EXERCISE: Write out, exactly as they stand, the line containing "Query: bicycle wheel" and all subsequent lines up to and including the final line of the records.

(Items from a dataset)
┌────────

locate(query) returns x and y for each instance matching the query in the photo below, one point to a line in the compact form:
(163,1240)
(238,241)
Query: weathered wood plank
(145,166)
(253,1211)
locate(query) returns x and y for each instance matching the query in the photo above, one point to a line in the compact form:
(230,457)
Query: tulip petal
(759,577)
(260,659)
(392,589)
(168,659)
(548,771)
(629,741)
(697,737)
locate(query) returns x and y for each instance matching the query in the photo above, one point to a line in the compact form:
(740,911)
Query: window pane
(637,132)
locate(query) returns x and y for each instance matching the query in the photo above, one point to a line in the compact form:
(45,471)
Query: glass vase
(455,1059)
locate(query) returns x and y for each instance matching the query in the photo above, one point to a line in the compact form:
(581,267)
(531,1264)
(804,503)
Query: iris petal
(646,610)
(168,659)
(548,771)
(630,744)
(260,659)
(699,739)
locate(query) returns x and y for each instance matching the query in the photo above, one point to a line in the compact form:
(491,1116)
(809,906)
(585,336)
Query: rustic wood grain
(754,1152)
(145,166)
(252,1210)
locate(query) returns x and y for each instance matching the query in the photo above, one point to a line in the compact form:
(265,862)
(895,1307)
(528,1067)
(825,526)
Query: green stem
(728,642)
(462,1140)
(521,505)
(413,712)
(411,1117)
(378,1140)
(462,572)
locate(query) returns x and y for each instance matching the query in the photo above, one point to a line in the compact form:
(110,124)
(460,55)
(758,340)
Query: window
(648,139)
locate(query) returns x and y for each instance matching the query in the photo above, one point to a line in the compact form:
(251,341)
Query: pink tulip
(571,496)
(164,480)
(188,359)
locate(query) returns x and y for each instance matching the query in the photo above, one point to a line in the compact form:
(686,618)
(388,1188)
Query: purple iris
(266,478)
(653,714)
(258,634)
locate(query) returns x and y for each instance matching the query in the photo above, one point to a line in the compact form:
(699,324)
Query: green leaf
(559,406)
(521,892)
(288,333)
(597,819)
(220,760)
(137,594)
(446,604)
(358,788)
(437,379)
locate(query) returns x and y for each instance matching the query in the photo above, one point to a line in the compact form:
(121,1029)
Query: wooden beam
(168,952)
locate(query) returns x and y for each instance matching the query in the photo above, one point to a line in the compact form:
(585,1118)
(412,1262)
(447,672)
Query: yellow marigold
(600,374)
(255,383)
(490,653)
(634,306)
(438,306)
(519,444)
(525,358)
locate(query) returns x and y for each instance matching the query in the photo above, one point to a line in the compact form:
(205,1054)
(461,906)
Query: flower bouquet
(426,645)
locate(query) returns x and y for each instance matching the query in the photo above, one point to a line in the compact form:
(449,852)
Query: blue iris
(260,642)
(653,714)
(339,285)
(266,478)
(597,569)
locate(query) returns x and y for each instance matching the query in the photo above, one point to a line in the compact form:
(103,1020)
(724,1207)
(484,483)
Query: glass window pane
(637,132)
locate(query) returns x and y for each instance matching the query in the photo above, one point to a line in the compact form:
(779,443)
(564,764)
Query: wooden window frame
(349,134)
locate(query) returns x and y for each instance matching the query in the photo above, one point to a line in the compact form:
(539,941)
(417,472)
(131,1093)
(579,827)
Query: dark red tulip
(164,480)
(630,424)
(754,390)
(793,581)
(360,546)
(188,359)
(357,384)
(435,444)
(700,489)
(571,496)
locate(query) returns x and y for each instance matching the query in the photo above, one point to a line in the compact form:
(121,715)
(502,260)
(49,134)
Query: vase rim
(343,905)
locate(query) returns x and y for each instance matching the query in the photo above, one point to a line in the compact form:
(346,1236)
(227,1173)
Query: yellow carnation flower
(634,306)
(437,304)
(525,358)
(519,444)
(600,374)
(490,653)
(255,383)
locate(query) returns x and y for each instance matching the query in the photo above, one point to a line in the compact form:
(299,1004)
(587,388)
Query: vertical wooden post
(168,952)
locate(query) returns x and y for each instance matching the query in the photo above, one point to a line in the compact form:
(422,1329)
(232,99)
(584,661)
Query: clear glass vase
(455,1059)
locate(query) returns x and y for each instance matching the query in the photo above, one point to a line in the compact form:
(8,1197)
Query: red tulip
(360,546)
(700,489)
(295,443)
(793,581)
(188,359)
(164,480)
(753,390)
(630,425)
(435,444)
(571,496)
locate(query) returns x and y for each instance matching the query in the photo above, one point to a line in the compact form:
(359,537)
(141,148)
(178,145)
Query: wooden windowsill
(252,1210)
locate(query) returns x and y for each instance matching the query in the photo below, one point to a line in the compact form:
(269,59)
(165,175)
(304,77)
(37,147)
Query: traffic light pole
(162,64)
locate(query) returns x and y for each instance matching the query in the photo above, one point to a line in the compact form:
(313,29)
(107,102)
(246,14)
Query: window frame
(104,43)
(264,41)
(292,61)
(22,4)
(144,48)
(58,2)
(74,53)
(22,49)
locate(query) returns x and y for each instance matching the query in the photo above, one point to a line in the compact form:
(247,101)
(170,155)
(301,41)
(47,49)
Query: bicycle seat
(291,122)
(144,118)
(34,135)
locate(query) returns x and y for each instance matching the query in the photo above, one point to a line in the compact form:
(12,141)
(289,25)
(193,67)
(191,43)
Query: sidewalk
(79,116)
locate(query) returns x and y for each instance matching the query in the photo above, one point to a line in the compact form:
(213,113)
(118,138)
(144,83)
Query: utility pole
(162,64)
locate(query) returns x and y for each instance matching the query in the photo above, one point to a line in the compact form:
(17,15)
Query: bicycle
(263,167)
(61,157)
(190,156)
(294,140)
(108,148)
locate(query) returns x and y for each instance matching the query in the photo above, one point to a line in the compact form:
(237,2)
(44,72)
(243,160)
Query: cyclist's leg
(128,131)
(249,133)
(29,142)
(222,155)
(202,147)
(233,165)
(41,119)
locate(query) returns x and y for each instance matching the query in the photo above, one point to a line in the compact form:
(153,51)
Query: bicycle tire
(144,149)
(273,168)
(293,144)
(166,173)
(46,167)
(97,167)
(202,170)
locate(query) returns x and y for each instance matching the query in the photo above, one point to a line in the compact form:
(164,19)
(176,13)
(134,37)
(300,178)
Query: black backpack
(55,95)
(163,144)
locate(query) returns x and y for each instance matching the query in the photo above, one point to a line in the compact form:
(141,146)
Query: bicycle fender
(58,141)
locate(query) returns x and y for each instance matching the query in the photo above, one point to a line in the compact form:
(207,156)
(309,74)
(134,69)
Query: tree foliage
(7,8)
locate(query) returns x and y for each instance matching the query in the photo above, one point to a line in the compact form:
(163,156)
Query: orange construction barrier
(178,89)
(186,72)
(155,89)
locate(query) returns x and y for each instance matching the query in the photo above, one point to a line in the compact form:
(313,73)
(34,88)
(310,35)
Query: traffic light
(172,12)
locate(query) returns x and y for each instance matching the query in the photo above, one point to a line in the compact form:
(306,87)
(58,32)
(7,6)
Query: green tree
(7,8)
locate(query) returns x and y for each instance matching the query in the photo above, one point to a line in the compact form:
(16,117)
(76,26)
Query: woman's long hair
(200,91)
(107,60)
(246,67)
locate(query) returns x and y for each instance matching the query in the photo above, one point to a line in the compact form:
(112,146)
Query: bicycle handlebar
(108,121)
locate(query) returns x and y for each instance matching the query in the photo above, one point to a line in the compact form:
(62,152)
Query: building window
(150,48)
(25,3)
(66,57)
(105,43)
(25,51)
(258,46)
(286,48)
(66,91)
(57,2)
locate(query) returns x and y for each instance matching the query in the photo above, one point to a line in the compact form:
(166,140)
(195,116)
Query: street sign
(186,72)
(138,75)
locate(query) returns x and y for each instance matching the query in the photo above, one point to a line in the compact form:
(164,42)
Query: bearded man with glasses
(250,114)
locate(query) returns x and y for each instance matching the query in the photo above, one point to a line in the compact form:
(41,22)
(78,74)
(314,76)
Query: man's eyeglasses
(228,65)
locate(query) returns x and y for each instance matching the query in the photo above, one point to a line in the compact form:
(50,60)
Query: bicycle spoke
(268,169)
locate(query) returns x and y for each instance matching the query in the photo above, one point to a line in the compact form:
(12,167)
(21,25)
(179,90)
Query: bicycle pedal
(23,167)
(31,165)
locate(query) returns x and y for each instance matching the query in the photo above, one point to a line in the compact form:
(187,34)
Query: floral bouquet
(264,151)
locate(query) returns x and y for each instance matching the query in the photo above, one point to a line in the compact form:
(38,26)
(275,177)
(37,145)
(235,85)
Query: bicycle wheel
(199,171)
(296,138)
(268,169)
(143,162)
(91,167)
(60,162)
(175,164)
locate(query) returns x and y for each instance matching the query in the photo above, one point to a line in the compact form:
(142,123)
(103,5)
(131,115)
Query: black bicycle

└────────

OUTPUT BELOW:
Query: bicycle wheel
(199,171)
(296,138)
(268,169)
(143,162)
(91,167)
(60,162)
(175,164)
locate(query) returns x and y for each instance matching the query in the photo above, one point to a line in the compact form:
(142,123)
(103,5)
(131,115)
Query: black bicycle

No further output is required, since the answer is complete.